EXERCISE REQUIREMENTS -
Beginning with the line where "Target: the orange ny logo on cap" appears, restate each line word for word until the data ends. Pictures do not go in.

########

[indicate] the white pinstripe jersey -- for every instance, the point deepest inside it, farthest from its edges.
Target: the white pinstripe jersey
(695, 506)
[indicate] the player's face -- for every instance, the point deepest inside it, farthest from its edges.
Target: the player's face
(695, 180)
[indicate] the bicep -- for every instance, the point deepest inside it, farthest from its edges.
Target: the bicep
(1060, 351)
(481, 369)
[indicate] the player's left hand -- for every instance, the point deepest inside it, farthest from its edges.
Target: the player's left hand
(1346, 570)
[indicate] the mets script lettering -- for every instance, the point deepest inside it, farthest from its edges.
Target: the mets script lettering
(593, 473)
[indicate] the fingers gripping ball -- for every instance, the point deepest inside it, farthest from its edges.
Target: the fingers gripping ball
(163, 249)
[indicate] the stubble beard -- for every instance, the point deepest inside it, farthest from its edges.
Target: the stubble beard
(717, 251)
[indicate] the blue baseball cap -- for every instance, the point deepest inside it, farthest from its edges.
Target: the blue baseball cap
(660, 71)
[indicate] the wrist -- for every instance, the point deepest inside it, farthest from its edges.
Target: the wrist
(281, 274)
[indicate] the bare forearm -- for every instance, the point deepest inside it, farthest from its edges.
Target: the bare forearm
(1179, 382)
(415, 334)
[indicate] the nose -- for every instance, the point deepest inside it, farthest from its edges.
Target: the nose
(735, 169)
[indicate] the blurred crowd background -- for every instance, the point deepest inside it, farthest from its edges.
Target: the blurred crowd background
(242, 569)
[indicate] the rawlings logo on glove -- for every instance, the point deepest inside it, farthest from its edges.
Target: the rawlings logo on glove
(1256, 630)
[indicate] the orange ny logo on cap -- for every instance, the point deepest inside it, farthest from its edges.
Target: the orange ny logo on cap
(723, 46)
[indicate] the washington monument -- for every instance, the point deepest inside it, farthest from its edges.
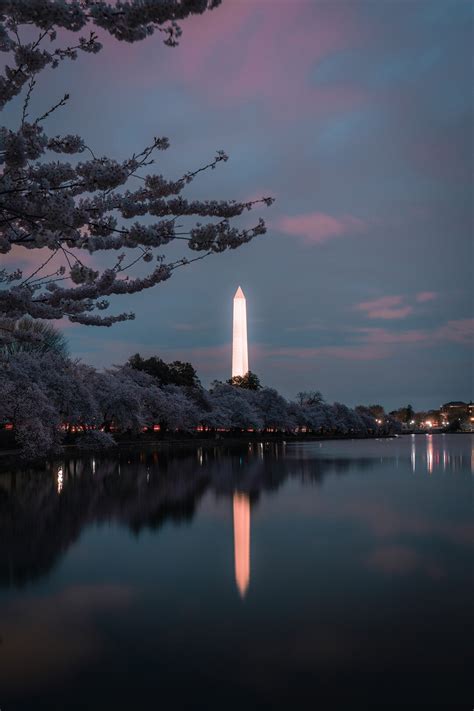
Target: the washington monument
(240, 358)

########

RESPONSE TO THE TASK -
Target: the orange ny logo on cap
(723, 46)
[indicate] the washington monument -- for every instance, the point deepest inside it, farthest from its edges.
Target: the washington monument
(240, 358)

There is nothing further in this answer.